### DATA FOR PROCESSING

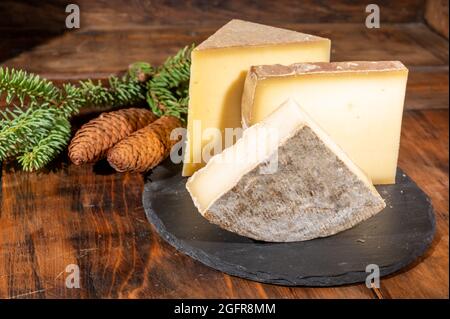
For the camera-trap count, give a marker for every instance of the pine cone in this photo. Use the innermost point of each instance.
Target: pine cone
(146, 148)
(95, 138)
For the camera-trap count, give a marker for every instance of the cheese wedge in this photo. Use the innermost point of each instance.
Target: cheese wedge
(359, 104)
(316, 190)
(218, 70)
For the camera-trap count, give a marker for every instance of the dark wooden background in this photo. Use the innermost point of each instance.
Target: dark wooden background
(94, 218)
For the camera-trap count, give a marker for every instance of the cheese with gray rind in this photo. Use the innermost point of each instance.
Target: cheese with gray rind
(316, 192)
(359, 104)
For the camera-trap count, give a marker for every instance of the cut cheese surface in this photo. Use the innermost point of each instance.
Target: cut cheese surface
(315, 190)
(218, 70)
(358, 104)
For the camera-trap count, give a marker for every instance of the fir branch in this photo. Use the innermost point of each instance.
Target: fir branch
(21, 129)
(35, 126)
(48, 147)
(121, 91)
(21, 85)
(168, 89)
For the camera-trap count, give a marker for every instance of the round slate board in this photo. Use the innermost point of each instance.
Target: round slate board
(392, 239)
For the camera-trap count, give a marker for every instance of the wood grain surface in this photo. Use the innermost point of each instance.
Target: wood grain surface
(93, 217)
(96, 53)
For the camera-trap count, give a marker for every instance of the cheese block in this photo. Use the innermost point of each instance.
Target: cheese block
(316, 190)
(359, 104)
(218, 70)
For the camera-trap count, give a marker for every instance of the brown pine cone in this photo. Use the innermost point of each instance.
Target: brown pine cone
(95, 138)
(146, 148)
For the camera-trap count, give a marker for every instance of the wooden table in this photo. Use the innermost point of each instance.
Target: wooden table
(93, 217)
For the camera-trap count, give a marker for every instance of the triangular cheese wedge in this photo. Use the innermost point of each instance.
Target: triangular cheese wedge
(218, 70)
(239, 33)
(314, 191)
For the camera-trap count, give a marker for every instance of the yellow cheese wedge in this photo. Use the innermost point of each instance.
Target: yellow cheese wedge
(358, 104)
(218, 71)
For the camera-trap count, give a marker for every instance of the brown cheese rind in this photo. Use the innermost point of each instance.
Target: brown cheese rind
(278, 70)
(239, 33)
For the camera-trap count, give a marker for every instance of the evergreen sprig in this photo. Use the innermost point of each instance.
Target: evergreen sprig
(20, 84)
(35, 126)
(168, 89)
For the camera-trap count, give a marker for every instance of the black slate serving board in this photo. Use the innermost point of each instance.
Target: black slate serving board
(392, 239)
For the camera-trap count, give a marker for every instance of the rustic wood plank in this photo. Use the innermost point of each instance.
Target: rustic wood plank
(119, 14)
(436, 15)
(98, 50)
(94, 218)
(97, 53)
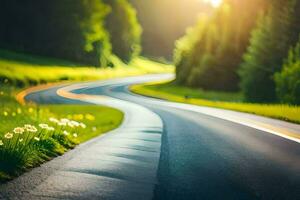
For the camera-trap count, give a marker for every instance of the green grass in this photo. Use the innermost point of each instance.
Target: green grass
(24, 151)
(23, 70)
(27, 150)
(230, 101)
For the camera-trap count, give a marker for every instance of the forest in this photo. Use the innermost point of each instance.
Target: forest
(250, 45)
(85, 31)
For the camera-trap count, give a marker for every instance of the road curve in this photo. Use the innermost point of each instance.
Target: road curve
(167, 150)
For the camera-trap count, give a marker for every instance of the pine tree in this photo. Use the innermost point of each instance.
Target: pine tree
(125, 30)
(269, 45)
(288, 80)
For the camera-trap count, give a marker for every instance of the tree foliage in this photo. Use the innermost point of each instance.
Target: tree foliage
(270, 42)
(125, 30)
(69, 29)
(208, 56)
(288, 80)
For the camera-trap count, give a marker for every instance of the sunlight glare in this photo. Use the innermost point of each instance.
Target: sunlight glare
(214, 3)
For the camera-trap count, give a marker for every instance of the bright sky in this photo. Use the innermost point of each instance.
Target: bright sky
(214, 3)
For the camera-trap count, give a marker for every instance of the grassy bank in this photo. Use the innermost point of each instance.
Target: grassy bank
(31, 134)
(230, 101)
(23, 70)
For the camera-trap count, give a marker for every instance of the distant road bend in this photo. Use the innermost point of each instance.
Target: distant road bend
(166, 151)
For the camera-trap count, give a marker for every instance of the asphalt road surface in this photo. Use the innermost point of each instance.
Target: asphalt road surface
(166, 151)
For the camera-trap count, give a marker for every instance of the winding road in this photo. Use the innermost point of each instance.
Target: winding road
(166, 151)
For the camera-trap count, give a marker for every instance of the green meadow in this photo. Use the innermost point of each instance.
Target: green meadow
(32, 134)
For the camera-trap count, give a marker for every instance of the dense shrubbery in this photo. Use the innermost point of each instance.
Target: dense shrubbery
(288, 81)
(68, 29)
(125, 31)
(244, 43)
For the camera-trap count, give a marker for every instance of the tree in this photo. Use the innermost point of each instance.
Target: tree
(269, 45)
(125, 30)
(214, 47)
(67, 29)
(288, 80)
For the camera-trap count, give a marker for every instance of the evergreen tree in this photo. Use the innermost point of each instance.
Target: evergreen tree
(67, 29)
(270, 41)
(288, 80)
(214, 48)
(125, 30)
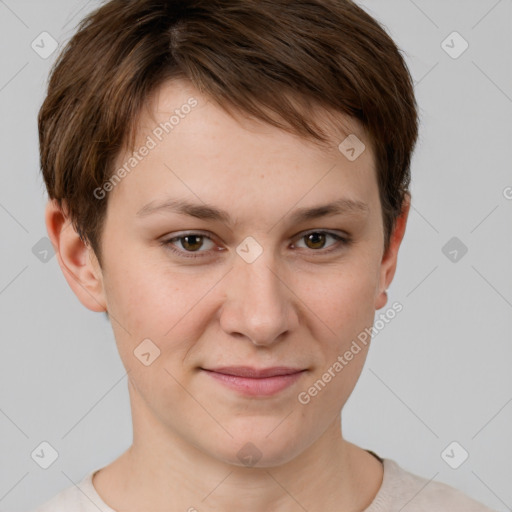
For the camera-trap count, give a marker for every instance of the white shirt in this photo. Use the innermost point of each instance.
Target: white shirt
(399, 488)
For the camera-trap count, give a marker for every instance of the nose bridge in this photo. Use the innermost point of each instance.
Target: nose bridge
(257, 302)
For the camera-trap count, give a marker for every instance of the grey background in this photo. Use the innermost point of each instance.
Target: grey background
(440, 372)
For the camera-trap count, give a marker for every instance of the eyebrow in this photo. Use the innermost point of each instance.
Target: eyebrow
(209, 212)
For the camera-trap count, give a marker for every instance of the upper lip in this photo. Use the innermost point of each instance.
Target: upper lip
(255, 373)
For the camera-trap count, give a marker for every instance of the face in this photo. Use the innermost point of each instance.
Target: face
(200, 301)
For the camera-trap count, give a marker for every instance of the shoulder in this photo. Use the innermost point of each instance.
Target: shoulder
(401, 488)
(77, 498)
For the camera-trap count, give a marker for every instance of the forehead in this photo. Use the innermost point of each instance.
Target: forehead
(200, 151)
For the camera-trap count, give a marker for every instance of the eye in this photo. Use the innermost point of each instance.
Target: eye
(190, 243)
(316, 240)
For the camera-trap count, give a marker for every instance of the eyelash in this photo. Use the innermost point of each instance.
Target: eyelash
(342, 241)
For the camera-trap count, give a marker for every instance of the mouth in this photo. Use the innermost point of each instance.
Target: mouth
(253, 382)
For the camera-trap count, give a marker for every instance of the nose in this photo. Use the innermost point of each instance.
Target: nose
(259, 302)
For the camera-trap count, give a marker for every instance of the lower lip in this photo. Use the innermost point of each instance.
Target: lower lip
(256, 387)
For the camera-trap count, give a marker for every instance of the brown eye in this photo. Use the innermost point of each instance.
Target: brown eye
(316, 241)
(189, 243)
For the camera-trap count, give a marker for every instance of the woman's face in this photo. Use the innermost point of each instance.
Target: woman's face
(259, 286)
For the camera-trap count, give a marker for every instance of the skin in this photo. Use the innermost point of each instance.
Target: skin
(295, 305)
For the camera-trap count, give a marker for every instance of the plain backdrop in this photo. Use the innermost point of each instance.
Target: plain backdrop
(438, 373)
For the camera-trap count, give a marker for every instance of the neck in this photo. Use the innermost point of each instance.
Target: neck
(161, 471)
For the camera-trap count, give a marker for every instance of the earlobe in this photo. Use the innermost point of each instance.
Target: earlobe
(390, 257)
(76, 259)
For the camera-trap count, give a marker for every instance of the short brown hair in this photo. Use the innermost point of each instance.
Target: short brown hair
(253, 55)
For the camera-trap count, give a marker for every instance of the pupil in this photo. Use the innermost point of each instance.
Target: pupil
(317, 236)
(187, 244)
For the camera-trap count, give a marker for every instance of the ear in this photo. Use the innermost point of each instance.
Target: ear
(389, 259)
(76, 259)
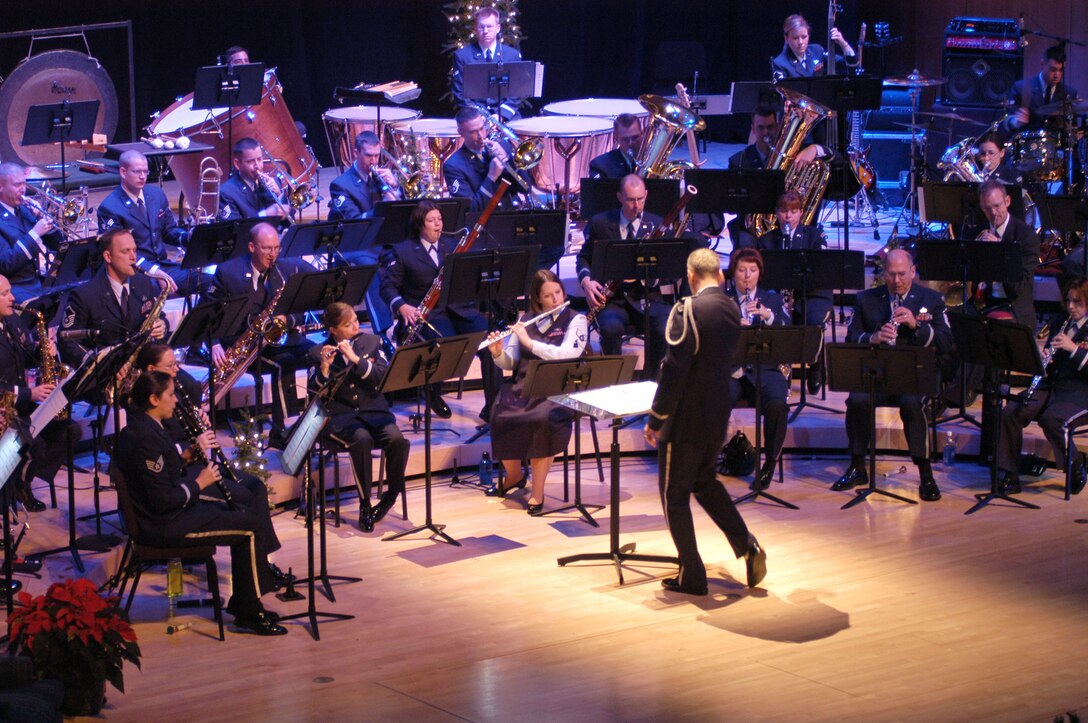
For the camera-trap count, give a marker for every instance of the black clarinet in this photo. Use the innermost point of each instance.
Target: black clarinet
(194, 425)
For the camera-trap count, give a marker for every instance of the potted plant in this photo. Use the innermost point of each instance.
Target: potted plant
(76, 636)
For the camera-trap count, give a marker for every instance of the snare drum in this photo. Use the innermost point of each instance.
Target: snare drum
(270, 124)
(1038, 153)
(600, 108)
(344, 124)
(570, 142)
(432, 140)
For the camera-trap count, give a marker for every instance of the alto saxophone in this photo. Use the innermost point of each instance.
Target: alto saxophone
(50, 369)
(126, 377)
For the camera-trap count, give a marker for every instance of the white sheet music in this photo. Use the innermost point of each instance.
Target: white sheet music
(617, 400)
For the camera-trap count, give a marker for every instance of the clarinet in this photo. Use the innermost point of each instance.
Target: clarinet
(194, 423)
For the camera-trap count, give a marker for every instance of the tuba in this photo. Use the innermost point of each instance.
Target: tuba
(669, 122)
(800, 115)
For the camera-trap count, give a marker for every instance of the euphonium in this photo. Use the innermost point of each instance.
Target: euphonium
(800, 115)
(669, 122)
(50, 369)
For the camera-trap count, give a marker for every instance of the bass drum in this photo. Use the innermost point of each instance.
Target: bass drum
(47, 78)
(570, 142)
(270, 124)
(344, 124)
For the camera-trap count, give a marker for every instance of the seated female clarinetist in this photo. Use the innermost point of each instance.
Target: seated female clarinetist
(360, 418)
(534, 428)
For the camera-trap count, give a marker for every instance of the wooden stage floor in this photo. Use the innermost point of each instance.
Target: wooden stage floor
(884, 612)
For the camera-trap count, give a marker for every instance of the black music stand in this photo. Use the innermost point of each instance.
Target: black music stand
(206, 322)
(802, 269)
(617, 555)
(598, 195)
(97, 371)
(552, 378)
(761, 345)
(884, 370)
(521, 228)
(966, 261)
(487, 279)
(997, 345)
(229, 86)
(422, 364)
(298, 453)
(59, 123)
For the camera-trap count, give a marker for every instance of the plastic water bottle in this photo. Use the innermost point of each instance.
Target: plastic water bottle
(485, 471)
(173, 583)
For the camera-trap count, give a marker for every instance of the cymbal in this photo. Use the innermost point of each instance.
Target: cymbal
(915, 79)
(951, 116)
(1064, 107)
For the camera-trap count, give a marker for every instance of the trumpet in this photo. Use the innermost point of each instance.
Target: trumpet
(498, 336)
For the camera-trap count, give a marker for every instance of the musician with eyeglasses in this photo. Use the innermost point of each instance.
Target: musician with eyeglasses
(898, 313)
(145, 210)
(26, 238)
(535, 429)
(260, 274)
(19, 350)
(172, 506)
(759, 307)
(1056, 401)
(360, 416)
(486, 48)
(408, 272)
(622, 312)
(246, 194)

### WRITTEN REQUEST
Quote exactly what appears from the line containing "of the plastic" through the final line of the listing above, including both of those lines.

### RESPONSE TO THIS EXERCISE
For the camera-trap count, give a marker for every instance of the plastic water bottle in this photo. Use the innermost point of each instance.
Target: plastic water bottle
(485, 471)
(173, 583)
For the camera-trap count, give a marker for every instance of the cymbal in this photo. Use the innermost point of each instance.
Target: cymbal
(915, 79)
(951, 116)
(1064, 107)
For the camera-trap count, give a marker for every instance of the trumpet in this photo. Use the innermost point of each instance.
Target: trumpet
(498, 336)
For the camera-trap count, give a marker for every instance of the musician with eyeglasses in this photo. Use the innermost point of each instance.
Target: musician with eyeglasses
(898, 313)
(145, 210)
(26, 238)
(535, 429)
(260, 274)
(19, 350)
(172, 506)
(759, 307)
(1056, 401)
(360, 416)
(486, 48)
(408, 272)
(622, 312)
(246, 194)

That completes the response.